▸ **What you should do**
Make an exact copy of the entries, and keep any pictures out of it.

▸ **Referring expression data**

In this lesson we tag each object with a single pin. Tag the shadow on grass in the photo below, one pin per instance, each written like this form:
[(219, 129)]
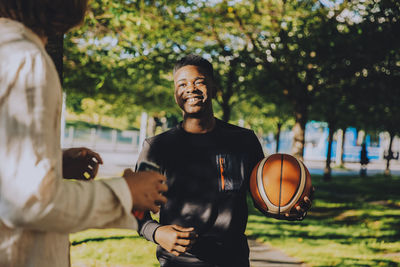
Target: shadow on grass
[(360, 215), (101, 239)]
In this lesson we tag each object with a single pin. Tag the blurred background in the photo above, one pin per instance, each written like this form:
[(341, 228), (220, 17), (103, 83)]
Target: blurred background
[(316, 79)]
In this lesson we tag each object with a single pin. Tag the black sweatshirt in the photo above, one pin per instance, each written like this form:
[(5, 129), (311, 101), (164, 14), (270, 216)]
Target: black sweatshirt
[(208, 178)]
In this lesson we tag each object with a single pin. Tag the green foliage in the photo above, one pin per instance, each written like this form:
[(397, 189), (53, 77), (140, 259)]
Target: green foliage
[(305, 59)]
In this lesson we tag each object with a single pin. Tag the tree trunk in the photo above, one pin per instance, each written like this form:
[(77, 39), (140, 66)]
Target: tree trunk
[(299, 129), (278, 136), (342, 152), (389, 155), (55, 49), (328, 170)]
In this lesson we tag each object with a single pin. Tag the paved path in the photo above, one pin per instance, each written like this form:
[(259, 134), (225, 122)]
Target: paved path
[(261, 255)]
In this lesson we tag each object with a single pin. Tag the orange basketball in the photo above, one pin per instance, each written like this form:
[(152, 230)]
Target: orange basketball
[(279, 183)]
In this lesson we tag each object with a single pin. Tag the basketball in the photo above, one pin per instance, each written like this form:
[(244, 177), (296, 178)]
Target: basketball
[(279, 183)]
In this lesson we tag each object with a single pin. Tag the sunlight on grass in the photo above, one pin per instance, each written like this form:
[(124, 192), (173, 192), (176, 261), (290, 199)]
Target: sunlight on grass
[(111, 247), (353, 222)]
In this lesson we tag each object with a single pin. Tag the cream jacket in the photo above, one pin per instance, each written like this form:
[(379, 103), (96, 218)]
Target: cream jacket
[(38, 209)]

▸ **Written answer**
In this lesson we tag each object with a single pin. Tag the shadow on grass in the photo below, one pin per instance, each written like this form:
[(219, 129)]
Target: shadow on grass
[(360, 215), (101, 239)]
In this lesson we tag each object with a single pin. Tag the blurred background in the photo above, one pin per instance, each written like this form:
[(341, 228), (220, 17), (103, 83)]
Target: blurred background
[(316, 79)]
In this lesson we tag each object with a single pin. Tag the black sweatshirt in the photo above, one pin per instance, each written like this form:
[(5, 129), (311, 101), (164, 14), (270, 216)]
Target: black sweatshirt
[(208, 178)]
In this lesson we tag each object with a single pin. Tag the green foliage in the photo above, one pin per instance, each written like this form:
[(397, 189), (53, 77), (140, 259)]
Target: green foliage
[(305, 59)]
In this lesson we tag each object with a single pin. Tag the tree trunk in the photo above, one pin per instance, each written like this form:
[(77, 39), (140, 66)]
Target: tree trunk
[(299, 129), (278, 136), (342, 152), (389, 155), (55, 49), (328, 170)]
In this lesson we tag each object with a single pin. Tag the paved path in the photo above, one pin per instance, each written like this form:
[(259, 134), (225, 122)]
Target: paved path
[(261, 255)]
In this lesson we tag each object with a single pin. Tag the orange basketball in the photo above, one pin per instance, each written like this form:
[(152, 230)]
Target: orange basketball
[(279, 183)]
In this lesson we tag each object with a single pin. Tag the basketball in the photo above, one pin per instance, each written like this form:
[(244, 177), (296, 178)]
Target: basketball
[(279, 183)]
In this lesson we tag each object with a single pin. Tag the sunlight on grass in the photo above, one pin per instance, each written like this form:
[(124, 192), (173, 192), (176, 261), (290, 199)]
Target: sunlight on grass
[(111, 247), (353, 222)]
In this lesson we tag each object with a single pin. Tag the cream jacket in the photo above, one pin per instance, each written like this form:
[(379, 103), (96, 218)]
Target: cream jacket
[(38, 209)]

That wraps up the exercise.